Excerpt to read:
>>>>>
We provide a clinically useful, reliable, comprehensive, up-to-date, evidence-based drug-drug interaction resource, freely available to healthcare workers, patients and researchers.
The Liverpool Drug Interaction Group was established in 1999 by members of the Department of Pharmacology at the University of Liverpool to provide a freely available drug-drug interaction resource for drugs used to treat HIV infection. Since then, our activity has expanded to include drug interaction information for the treatment of hepatitis B infection, hepatitis C infection, hepatitis D infection, primary biliary cholangitis and various cancers (in collaboration with Radboud UMC, Netherlands). These interaction resources can be found at:
The COVID-19 pandemic has affected every country in the world. It is well documented that those most susceptible to the worst outcomes of COVID-19 are the immunocompromised and those with underlying comorbidities. Therefore, patients requiring treatment for COVID-19 will also be on additional medication, posing a risk for drug-drug interactions (DDIs). In order to address this, the Liverpool Drug Interactions website team developed this freely available drug interactions resource to provide information on the likelihood of interactions between the experimental agents used for the treatment of COVID-19 and commonly prescribed co-medications.
<<<<<
Supplied material:
>>>>>
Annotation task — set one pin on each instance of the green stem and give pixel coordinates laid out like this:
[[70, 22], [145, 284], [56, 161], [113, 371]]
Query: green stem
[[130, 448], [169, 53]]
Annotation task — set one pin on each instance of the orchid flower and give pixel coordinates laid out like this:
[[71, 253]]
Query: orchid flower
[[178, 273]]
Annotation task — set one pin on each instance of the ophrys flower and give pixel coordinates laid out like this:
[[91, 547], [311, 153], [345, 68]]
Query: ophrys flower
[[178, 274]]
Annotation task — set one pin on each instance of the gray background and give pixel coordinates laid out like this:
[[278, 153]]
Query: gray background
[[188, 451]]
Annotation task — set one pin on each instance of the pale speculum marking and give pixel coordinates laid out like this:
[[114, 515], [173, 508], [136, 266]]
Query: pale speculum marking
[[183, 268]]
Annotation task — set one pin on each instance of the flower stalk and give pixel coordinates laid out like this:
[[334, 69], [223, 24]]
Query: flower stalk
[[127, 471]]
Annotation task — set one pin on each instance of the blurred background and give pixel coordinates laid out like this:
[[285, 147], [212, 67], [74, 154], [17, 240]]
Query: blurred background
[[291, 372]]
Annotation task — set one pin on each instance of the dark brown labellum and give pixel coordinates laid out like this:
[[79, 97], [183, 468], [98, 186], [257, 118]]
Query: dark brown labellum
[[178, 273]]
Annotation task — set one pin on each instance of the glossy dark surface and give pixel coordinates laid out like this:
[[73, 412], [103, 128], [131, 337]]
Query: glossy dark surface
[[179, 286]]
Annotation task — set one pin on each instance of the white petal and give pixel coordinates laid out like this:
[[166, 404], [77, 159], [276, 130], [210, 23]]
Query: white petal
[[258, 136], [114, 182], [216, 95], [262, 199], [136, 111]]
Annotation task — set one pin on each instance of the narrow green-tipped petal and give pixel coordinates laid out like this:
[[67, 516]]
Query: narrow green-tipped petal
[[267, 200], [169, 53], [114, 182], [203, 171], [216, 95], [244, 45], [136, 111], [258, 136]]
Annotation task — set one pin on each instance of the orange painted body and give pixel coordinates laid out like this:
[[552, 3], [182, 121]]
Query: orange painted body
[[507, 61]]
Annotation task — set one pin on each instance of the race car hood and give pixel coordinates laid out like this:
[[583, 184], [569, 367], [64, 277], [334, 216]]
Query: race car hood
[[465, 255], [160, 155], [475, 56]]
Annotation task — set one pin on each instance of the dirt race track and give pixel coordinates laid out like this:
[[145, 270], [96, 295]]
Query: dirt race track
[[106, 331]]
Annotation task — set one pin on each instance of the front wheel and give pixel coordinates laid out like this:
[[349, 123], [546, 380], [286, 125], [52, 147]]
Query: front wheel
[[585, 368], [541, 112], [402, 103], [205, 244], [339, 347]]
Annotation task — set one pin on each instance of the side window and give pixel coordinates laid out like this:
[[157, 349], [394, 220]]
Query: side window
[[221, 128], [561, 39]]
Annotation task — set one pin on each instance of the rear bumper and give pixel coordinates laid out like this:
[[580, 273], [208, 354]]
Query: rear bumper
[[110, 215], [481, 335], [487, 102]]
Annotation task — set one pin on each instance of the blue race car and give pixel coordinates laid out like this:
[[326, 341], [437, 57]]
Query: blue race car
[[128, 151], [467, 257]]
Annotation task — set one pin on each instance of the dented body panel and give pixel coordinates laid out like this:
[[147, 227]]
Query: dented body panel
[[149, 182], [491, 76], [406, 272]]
<<<<<
>>>>>
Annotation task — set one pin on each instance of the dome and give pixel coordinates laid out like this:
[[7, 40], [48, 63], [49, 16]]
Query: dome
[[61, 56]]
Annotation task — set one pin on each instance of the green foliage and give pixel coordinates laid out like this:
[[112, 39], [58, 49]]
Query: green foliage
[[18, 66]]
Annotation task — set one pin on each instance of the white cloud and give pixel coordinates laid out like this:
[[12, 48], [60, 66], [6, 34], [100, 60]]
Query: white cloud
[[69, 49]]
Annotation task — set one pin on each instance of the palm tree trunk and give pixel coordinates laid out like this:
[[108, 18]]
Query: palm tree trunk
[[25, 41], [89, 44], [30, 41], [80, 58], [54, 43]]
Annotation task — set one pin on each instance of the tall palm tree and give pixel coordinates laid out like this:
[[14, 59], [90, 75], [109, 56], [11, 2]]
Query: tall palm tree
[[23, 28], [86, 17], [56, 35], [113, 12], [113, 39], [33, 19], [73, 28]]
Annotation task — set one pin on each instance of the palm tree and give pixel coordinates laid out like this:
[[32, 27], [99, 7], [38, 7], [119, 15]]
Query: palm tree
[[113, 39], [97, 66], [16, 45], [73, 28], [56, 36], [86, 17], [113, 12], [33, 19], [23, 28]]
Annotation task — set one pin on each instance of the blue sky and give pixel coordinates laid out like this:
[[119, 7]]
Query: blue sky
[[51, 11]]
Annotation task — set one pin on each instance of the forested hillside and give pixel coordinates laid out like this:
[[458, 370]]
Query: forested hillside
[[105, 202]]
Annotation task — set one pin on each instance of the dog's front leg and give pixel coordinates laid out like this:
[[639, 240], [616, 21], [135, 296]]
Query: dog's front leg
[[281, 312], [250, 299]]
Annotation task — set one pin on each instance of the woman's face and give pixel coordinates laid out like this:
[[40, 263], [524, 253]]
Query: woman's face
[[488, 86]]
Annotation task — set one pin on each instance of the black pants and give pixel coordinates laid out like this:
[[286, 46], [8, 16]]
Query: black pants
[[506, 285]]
<<<<<
What to do:
a) Transcribe the Liverpool Drug Interaction Group text from "We provide a" up to and including "patients and researchers.".
b) According to the Liverpool Drug Interaction Group text, which conditions has the group's drug interaction information expanded to include since it was founded?
c) In the Liverpool Drug Interaction Group text, in what year was the group established?

Answer list:
a)
We provide a clinically useful, reliable, comprehensive, up-to-date, evidence-based drug-drug interaction resource, freely available to healthcare workers, patients and researchers.

b)
- Hepatitis B infection
- Hepatitis C infection
- Hepatitis D infection
- Primary biliary cholangitis
- Various cancers

c) The group was established in 1999.